---------- Record extracts
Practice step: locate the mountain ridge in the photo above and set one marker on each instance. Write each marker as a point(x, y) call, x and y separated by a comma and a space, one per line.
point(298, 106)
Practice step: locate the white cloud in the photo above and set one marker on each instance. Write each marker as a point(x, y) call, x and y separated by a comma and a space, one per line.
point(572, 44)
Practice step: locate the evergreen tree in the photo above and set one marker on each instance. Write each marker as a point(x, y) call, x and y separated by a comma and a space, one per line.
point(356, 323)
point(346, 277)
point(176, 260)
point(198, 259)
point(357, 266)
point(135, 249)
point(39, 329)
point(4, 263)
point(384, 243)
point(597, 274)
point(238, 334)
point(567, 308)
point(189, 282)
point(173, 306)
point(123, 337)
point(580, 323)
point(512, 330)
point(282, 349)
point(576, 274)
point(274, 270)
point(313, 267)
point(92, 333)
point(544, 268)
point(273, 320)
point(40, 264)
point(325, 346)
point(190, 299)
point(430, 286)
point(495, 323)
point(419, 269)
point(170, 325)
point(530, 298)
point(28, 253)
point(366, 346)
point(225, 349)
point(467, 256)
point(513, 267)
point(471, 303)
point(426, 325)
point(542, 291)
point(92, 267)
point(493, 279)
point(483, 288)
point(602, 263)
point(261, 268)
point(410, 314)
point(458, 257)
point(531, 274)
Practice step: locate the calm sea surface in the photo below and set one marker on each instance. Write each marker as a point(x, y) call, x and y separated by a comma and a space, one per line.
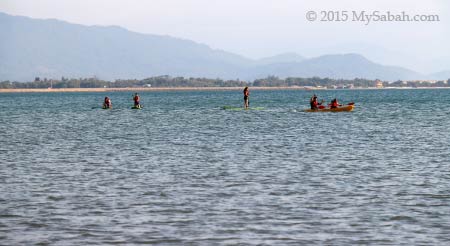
point(184, 171)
--------------------
:: Task to complete ::
In the copy you write, the data above must appear exactly, with no pictures.

:: Solution ::
Practice step: locate the mountain ridge in the photo above and set one marker on each instance. Write each marker as a point(x, y) call, x and y separated by a comma and a space, one per line.
point(298, 106)
Practice step: locate the white cloud in the photo above and set one marker on each instance. Write each marker as a point(x, y) call, x and y separated by a comma and a space, one per line.
point(572, 44)
Practice step: locate the evergreen tree in the photo above and set one marker on each instance. Write each marker as a point(x, y) call, x and y separated by a comma and a space, one per line.
point(356, 323)
point(346, 277)
point(176, 260)
point(198, 259)
point(357, 266)
point(135, 249)
point(39, 329)
point(4, 263)
point(384, 243)
point(597, 274)
point(238, 334)
point(567, 308)
point(189, 282)
point(173, 306)
point(123, 337)
point(580, 323)
point(512, 330)
point(282, 349)
point(576, 274)
point(274, 270)
point(313, 267)
point(92, 333)
point(544, 268)
point(273, 320)
point(40, 264)
point(325, 346)
point(190, 299)
point(430, 286)
point(495, 323)
point(419, 269)
point(170, 325)
point(530, 298)
point(28, 253)
point(366, 346)
point(225, 349)
point(467, 256)
point(513, 267)
point(471, 303)
point(426, 325)
point(542, 291)
point(92, 267)
point(493, 279)
point(483, 288)
point(602, 263)
point(261, 268)
point(410, 314)
point(458, 257)
point(531, 274)
Practice step: locate the calm sea surface in the photo below and set one marker on each instance. Write each marker as a point(x, y) call, x and y separated by a comma and a space, one per line.
point(184, 171)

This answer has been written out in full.